**TASK TO CARRY OUT:**
Starting with the line that contains "point: the silver", copy every line through the end of the data below, exactly and with nothing added.

[Recorded data]

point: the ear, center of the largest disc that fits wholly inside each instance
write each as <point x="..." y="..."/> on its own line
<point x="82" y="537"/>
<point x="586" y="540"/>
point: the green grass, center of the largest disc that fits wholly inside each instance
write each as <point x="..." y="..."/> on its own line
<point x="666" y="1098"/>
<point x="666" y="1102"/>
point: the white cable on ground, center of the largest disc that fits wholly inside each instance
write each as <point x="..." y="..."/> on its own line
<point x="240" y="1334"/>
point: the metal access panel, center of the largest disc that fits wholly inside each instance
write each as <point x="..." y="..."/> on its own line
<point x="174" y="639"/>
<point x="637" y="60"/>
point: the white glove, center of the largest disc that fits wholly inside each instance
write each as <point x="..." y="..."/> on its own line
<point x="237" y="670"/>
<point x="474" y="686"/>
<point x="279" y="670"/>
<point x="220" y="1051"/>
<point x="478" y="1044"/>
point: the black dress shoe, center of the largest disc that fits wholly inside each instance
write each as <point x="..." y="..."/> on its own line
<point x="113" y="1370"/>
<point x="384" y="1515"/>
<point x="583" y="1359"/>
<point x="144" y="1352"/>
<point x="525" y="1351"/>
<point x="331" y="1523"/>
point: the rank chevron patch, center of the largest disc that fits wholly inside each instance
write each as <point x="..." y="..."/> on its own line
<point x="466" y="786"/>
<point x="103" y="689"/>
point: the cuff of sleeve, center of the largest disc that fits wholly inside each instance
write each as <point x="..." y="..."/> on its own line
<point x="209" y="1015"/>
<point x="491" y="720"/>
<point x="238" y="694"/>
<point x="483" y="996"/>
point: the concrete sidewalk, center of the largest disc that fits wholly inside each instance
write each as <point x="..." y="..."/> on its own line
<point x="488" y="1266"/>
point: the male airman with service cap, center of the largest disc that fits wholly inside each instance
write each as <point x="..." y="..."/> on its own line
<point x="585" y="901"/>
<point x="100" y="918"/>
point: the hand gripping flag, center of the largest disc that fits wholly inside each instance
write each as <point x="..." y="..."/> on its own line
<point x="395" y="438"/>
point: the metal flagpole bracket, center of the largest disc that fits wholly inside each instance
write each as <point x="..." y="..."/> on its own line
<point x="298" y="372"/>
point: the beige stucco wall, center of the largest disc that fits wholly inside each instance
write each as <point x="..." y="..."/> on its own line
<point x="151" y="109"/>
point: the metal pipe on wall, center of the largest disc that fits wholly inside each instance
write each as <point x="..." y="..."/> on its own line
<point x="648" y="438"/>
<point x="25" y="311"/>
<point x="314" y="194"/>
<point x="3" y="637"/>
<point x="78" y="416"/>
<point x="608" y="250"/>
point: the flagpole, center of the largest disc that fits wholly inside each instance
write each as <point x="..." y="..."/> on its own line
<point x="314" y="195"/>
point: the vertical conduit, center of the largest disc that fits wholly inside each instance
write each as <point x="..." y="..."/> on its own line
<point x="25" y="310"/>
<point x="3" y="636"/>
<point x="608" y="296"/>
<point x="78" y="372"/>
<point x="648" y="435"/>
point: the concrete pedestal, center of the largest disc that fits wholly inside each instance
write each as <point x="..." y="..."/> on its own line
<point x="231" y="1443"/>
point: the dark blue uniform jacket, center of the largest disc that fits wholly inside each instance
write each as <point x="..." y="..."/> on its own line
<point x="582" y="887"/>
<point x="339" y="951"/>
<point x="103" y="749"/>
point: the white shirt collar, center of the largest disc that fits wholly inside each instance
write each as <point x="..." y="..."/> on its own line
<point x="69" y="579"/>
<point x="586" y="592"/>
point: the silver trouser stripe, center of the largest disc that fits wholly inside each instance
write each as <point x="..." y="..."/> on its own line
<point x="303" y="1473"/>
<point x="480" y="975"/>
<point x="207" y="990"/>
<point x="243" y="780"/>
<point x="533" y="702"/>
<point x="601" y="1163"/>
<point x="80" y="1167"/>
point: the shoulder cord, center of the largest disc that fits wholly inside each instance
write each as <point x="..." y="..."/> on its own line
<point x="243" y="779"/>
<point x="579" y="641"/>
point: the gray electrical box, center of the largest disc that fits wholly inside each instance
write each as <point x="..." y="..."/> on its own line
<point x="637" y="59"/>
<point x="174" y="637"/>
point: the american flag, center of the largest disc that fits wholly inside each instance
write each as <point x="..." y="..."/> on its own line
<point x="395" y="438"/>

**IN RESPONSE:**
point: the silver trouser stripe, center of the largest disc that fits wholly inside each instance
write each as <point x="..." y="..."/> on its own line
<point x="303" y="1473"/>
<point x="480" y="975"/>
<point x="207" y="990"/>
<point x="243" y="780"/>
<point x="533" y="702"/>
<point x="601" y="1163"/>
<point x="80" y="1167"/>
point: the shoulder cord, center of the largest disc that fits wholly inside each instance
write each as <point x="..." y="..."/> on its own line
<point x="243" y="779"/>
<point x="579" y="641"/>
point: the gray electrical box, center of the largest disc that fits wholly inside each instance
write each as <point x="..." y="..."/> on its own line
<point x="637" y="59"/>
<point x="174" y="637"/>
point: the american flag, center of the largest disc that fits wholly inside each instance
write each as <point x="..." y="..."/> on its own line
<point x="395" y="438"/>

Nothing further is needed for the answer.